Copy the lines verbatim, beginning with the line that contains "like [(1351, 27)]." and ending after the line that contains "[(472, 601)]". Omit the picture from your copy.

▼

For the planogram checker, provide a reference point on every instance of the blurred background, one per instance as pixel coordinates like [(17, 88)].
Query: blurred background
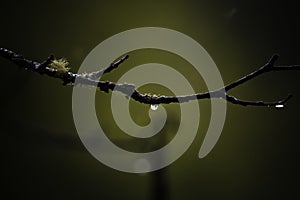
[(256, 155)]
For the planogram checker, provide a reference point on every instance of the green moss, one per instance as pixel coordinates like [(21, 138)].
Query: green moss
[(60, 65)]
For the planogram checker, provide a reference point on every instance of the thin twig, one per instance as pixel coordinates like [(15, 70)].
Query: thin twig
[(130, 89)]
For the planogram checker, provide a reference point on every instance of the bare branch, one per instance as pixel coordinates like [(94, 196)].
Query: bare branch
[(130, 90)]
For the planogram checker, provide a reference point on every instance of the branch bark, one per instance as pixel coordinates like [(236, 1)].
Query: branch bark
[(130, 90)]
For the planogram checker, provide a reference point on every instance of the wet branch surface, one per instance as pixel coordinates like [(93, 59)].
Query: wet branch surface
[(92, 79)]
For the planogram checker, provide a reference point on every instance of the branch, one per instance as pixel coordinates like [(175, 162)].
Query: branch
[(58, 69)]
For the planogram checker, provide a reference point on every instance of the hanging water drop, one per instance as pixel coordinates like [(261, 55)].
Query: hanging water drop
[(279, 106), (154, 106)]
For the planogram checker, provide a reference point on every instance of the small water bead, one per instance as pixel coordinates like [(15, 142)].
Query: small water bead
[(154, 106)]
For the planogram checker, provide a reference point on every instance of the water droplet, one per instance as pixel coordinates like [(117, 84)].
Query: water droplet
[(279, 106), (154, 107)]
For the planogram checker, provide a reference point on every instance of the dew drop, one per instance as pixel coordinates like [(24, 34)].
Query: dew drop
[(279, 106), (154, 107)]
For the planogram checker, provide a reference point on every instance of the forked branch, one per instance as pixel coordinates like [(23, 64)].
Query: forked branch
[(58, 69)]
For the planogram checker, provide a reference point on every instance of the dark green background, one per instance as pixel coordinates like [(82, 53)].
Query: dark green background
[(257, 154)]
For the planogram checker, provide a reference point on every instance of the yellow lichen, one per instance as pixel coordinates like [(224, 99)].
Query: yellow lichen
[(60, 65)]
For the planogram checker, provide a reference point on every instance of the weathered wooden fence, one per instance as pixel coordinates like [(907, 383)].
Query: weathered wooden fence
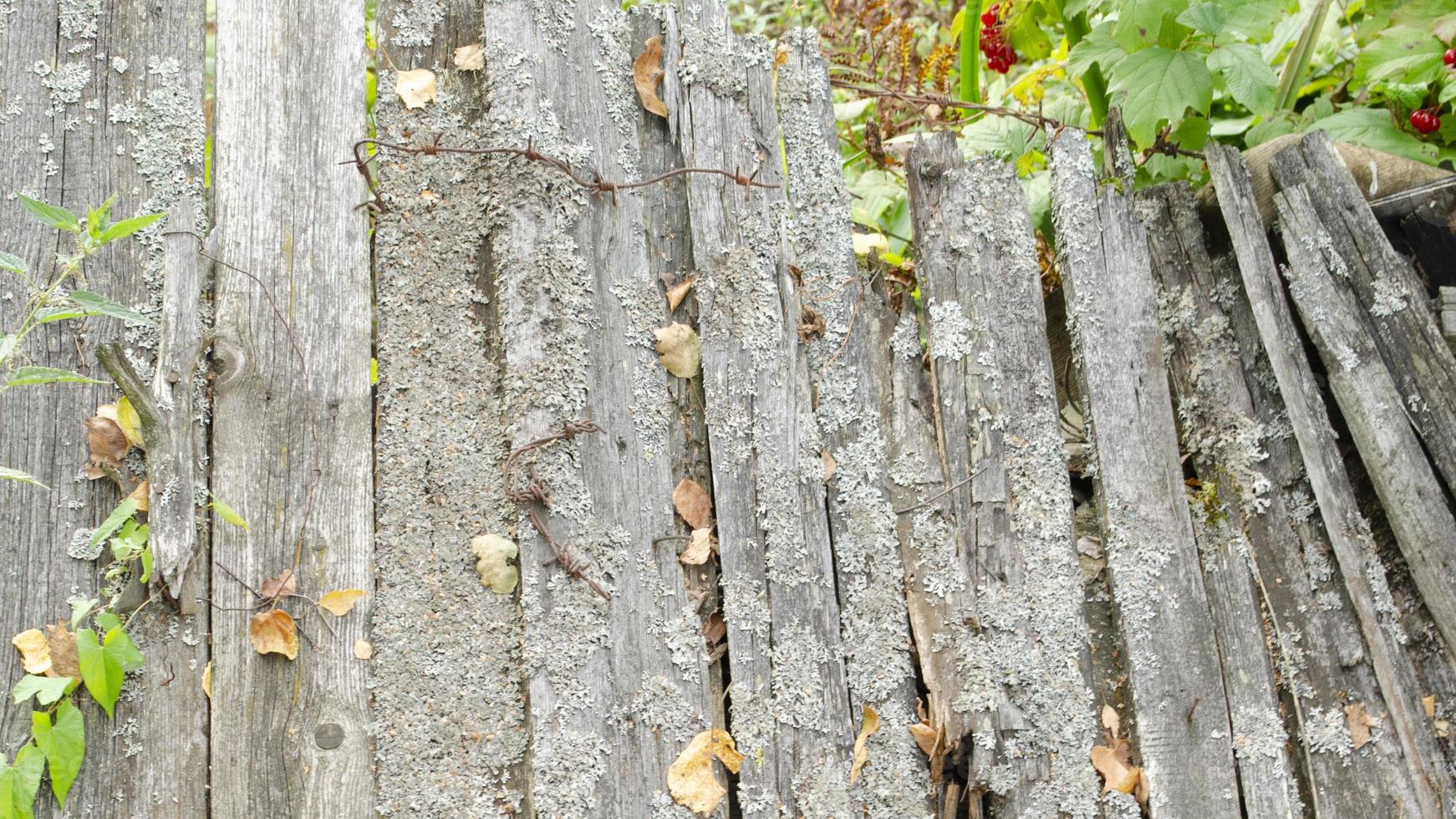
[(1236, 603)]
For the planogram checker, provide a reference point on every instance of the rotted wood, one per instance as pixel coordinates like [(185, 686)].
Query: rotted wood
[(1181, 710), (788, 700), (1346, 528), (1022, 661)]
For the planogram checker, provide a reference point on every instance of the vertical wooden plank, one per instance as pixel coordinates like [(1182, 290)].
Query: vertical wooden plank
[(616, 689), (445, 674), (849, 364), (1021, 661), (98, 100), (790, 705), (1348, 532), (292, 445), (1173, 671)]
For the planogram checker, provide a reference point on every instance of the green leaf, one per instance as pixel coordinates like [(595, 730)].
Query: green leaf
[(53, 216), (1372, 127), (1247, 76), (127, 227), (1161, 84), (107, 308), (118, 516), (63, 745), (44, 689), (6, 473), (45, 375), (232, 516)]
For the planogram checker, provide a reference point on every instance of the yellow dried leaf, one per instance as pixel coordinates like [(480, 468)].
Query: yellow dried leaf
[(700, 546), (471, 57), (35, 650), (869, 726), (690, 777), (492, 562), (341, 601), (677, 292), (647, 70), (694, 504), (130, 422), (1360, 722), (415, 88), (274, 632), (679, 349)]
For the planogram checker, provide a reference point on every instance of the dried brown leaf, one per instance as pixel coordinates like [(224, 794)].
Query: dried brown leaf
[(679, 349), (647, 70), (63, 650), (868, 726), (694, 504), (274, 632), (690, 777), (341, 601)]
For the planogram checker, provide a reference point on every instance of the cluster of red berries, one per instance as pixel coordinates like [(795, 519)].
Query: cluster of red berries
[(999, 54)]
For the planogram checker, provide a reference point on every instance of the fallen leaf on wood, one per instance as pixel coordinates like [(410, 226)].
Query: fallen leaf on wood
[(700, 546), (694, 504), (647, 70), (274, 632), (415, 86), (64, 662), (284, 583), (35, 650), (869, 726), (492, 562), (341, 601), (690, 777), (471, 57), (679, 349), (677, 292), (1360, 722)]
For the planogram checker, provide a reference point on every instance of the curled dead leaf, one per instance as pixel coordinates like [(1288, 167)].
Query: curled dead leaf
[(415, 88), (679, 349), (274, 632), (492, 562), (694, 504), (868, 726), (700, 546), (471, 57), (647, 70), (35, 650), (341, 601), (690, 777)]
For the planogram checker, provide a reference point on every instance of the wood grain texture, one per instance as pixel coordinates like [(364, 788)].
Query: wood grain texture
[(1022, 674), (98, 100), (788, 701), (1173, 671), (1347, 530), (292, 445)]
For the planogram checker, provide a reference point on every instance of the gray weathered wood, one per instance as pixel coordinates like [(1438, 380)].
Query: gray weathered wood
[(1021, 661), (1181, 715), (437, 451), (849, 361), (293, 415), (96, 100), (788, 700), (619, 689), (1348, 532), (1371, 400), (1391, 298)]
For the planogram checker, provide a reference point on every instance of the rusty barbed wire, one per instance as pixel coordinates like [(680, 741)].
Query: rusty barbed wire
[(596, 184)]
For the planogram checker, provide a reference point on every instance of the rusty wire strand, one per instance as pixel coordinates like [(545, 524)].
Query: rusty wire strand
[(596, 184)]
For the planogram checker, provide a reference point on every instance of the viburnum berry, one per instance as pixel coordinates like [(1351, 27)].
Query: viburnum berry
[(1426, 120)]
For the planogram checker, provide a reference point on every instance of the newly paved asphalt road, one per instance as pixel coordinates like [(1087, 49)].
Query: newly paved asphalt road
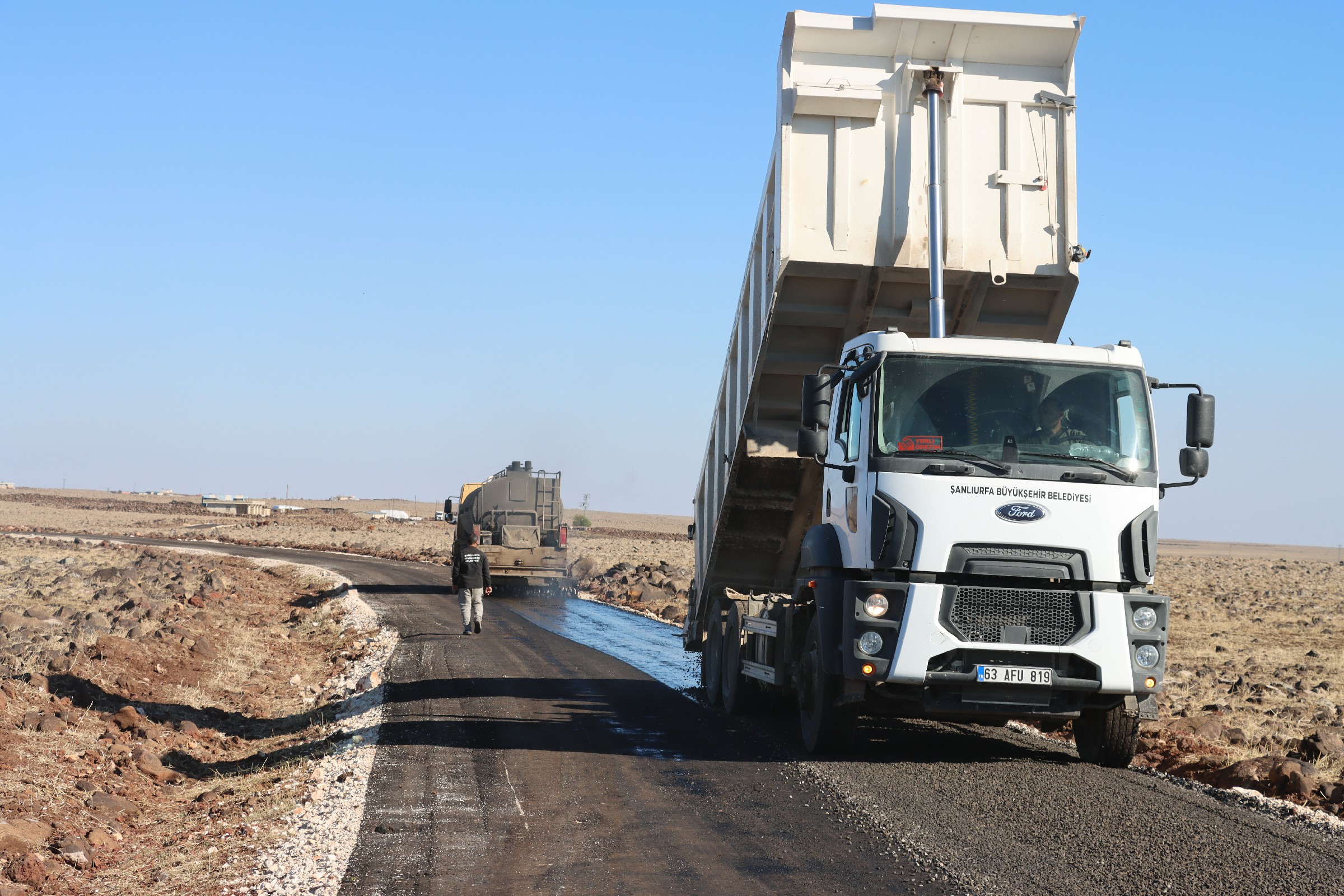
[(522, 762)]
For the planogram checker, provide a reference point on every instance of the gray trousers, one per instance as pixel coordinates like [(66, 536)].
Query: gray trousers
[(472, 601)]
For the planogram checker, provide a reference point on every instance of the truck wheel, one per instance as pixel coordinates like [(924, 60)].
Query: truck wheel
[(741, 695), (825, 727), (711, 659), (1107, 736)]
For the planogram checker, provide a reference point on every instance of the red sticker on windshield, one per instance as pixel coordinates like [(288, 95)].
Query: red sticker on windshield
[(920, 444)]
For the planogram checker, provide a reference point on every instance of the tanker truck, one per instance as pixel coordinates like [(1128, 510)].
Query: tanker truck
[(519, 519), (965, 524)]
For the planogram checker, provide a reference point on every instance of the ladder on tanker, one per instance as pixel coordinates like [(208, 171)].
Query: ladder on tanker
[(548, 489)]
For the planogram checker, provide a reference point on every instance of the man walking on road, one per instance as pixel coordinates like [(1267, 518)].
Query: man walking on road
[(472, 580)]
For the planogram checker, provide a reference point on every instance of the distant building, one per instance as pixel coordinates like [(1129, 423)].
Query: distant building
[(234, 507)]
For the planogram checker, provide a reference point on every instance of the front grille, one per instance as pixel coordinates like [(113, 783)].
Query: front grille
[(983, 614)]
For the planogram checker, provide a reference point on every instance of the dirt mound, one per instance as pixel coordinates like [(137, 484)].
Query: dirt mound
[(150, 707)]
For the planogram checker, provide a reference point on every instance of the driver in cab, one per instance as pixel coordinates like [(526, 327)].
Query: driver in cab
[(1053, 425)]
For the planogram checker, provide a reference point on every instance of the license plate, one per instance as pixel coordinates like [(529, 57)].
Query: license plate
[(1015, 675)]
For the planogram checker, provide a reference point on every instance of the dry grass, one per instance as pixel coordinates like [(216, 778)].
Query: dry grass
[(1242, 637)]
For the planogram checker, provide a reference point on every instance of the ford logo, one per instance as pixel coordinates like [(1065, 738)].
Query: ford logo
[(1020, 512)]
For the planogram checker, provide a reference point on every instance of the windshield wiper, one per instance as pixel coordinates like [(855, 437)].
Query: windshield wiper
[(969, 456), (1130, 476)]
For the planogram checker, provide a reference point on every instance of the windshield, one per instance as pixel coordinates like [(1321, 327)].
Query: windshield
[(1056, 413)]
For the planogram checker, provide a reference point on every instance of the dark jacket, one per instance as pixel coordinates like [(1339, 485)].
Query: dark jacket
[(471, 568)]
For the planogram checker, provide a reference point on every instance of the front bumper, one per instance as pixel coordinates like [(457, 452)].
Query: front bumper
[(925, 648)]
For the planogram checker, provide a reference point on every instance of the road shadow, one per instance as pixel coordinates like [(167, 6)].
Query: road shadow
[(612, 716), (407, 589)]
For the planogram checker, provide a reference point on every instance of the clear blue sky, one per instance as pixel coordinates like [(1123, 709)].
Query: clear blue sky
[(382, 249)]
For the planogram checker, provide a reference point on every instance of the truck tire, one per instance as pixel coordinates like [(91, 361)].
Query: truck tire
[(1107, 736), (825, 727), (743, 696), (711, 659)]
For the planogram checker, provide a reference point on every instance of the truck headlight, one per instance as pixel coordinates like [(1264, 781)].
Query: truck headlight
[(1147, 656), (1146, 618)]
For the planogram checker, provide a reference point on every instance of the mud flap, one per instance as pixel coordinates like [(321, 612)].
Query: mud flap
[(1146, 708), (854, 692)]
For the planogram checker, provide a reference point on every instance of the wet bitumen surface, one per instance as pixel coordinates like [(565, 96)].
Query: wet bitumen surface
[(562, 752)]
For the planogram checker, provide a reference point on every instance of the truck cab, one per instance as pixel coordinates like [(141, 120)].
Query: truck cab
[(990, 527)]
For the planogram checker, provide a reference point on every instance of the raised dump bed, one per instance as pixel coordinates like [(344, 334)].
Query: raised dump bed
[(842, 241)]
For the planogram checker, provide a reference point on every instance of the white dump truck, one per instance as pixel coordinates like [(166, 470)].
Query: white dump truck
[(965, 524)]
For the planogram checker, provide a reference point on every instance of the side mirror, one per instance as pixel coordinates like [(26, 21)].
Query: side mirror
[(869, 367), (812, 442), (1200, 423), (1194, 461), (816, 402)]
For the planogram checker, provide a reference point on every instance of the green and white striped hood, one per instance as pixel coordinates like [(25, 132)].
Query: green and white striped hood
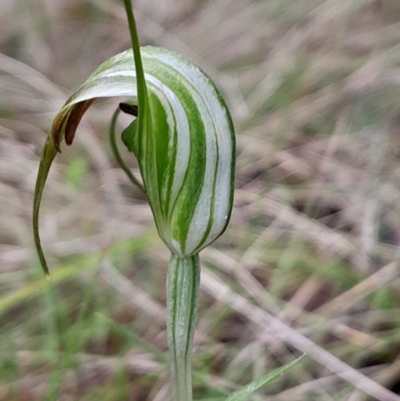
[(185, 147)]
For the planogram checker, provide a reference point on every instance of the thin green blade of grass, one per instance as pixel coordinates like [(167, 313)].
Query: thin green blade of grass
[(243, 392)]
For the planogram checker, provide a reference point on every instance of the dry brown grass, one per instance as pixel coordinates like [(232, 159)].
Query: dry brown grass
[(309, 262)]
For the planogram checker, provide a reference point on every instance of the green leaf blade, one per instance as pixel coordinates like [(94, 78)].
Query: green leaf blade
[(250, 388)]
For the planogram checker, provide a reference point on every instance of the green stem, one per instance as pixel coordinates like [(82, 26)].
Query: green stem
[(141, 82), (182, 302), (117, 155)]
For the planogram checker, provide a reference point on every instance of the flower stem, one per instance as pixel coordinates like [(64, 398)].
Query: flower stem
[(182, 302)]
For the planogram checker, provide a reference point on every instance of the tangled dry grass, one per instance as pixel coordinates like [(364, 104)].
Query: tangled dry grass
[(310, 261)]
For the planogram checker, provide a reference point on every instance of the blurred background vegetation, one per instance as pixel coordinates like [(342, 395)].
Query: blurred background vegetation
[(314, 90)]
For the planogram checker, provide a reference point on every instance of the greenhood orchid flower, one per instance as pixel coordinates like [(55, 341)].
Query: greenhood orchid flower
[(185, 145), (184, 142)]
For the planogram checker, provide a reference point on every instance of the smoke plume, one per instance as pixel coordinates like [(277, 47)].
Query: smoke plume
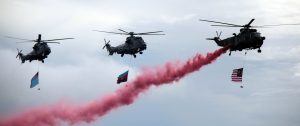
[(126, 95)]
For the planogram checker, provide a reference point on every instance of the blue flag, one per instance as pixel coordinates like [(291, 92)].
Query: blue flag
[(34, 80), (123, 77)]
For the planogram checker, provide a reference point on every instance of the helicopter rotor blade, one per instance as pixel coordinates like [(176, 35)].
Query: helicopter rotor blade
[(227, 25), (111, 32), (277, 25), (51, 42), (17, 38), (149, 32), (123, 31), (29, 41), (57, 39), (219, 22)]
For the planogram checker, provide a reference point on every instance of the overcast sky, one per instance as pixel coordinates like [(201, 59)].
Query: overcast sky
[(80, 71)]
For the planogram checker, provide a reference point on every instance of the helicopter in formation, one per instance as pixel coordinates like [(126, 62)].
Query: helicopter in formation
[(248, 38), (133, 44), (40, 51)]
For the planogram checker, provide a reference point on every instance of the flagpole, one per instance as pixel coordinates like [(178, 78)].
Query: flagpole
[(243, 70)]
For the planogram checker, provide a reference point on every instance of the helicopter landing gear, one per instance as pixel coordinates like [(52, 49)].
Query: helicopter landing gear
[(259, 50)]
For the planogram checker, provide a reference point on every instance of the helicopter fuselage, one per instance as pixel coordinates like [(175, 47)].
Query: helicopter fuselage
[(40, 52), (250, 39), (132, 46)]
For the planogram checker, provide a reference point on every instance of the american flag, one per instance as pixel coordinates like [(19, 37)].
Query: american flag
[(237, 75)]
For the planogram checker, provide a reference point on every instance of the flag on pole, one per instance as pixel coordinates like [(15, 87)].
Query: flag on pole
[(123, 77), (237, 75), (34, 80)]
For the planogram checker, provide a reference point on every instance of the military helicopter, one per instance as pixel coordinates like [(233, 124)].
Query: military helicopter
[(41, 50), (247, 39), (133, 44)]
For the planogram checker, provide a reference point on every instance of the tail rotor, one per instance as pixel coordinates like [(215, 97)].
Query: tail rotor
[(106, 43), (19, 53), (217, 37)]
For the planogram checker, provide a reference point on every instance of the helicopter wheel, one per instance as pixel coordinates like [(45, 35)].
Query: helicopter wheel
[(259, 51)]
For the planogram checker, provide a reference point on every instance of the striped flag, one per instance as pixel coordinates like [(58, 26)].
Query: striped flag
[(123, 77), (237, 75), (34, 80)]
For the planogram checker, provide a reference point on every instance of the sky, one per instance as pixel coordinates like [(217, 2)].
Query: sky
[(79, 70)]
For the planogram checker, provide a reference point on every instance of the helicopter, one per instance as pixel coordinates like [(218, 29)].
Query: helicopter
[(248, 38), (41, 50), (133, 44)]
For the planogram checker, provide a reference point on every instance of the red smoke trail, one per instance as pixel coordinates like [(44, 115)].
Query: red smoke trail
[(52, 115)]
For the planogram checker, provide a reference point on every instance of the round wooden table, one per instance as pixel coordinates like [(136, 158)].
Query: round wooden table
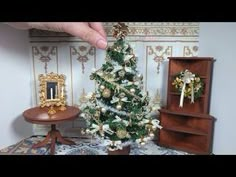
[(38, 115)]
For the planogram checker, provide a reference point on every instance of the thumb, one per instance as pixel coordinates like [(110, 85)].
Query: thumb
[(86, 33)]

▲

-- Task solution --
For the planogram checker, provide a reference point on every instance of the viburnum berry, one per instance as pixel coordinates like [(1351, 27)].
Query: viburnum berry
[(1426, 120)]
For the planogram checker, provide a reference point on every instance of the newly paved asphalt road, one per instance as pixel coordinates like [(1087, 49)].
Query: newly paved asphalt road
[(522, 762)]
For the planogram checker, provide a reference point on every instance of the gray trousers, one per instance as pixel coordinates like [(66, 536)].
Query: gray trousers
[(472, 601)]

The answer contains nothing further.